***** Selected excerpt

In this situation the mass fraction of ethanol has increased significantly as the unreacted ethanol from the reactor (RE-101) is now no longer been recycled via the distillate stream of C-101. However, due to this column failure a third component is added to the unit operation.
After further investigation into the commercially available membranes from Sulzer Chemtech in Germany a leading producer in pervaporation technology, it was found that this component Diethyl Ether exceeds the specifications limits for the membranes designed to separate ethanol from water under there aprotic solvent limitations. An aprotic solvent is a solvent that cannot accept hydrogen bonds as the solvents oxygen element is only bonded to carbon elements thus incapable of hydrogen bonding (Loudon, 2002).
Figure - The chemical structure of Diethyl Ether (Chemspider.com, 2013).
Figure - Specification sheet for PERVAP®4101 polymeric membrane (Meintjes, 2011).
This limitation was found for all of the Sulzer Chemtech ethanol water separating membranes investigated with the appropriate information available with the lowest limitation been <0.1% and the highest at <1%. Thus, scenario 2 is therefore unfeasible as the feed specification in Table # has a 5% mass fraction of an aprotic solvent diethyl ether.
It was then decided to manipulate the initial scenario to create a more realistic situation. It was settled that the distillation column C-102 dropped in temperature and efficiently resulting in the pervaporater to be operated with a low concentration feed of ethanol at 5% mass fraction with the remainder of water. The initial overall flowrate of 1079 kg/hr is kept.

**********
***** Raw data

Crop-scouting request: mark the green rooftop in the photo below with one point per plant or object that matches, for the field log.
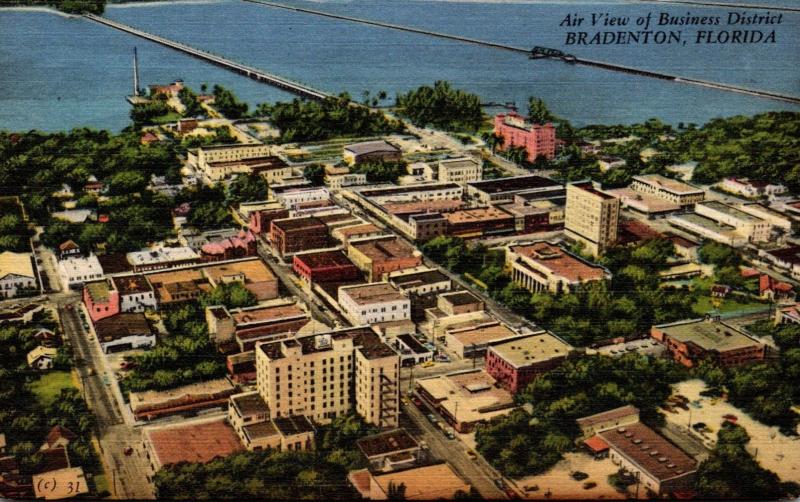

**********

• **Given problem**: In the excerpt on the pervaporation scenarios, what initial overall flowrate is kept when the initial scenario is manipulated?

• **Right answer**: 1079 kg/hr.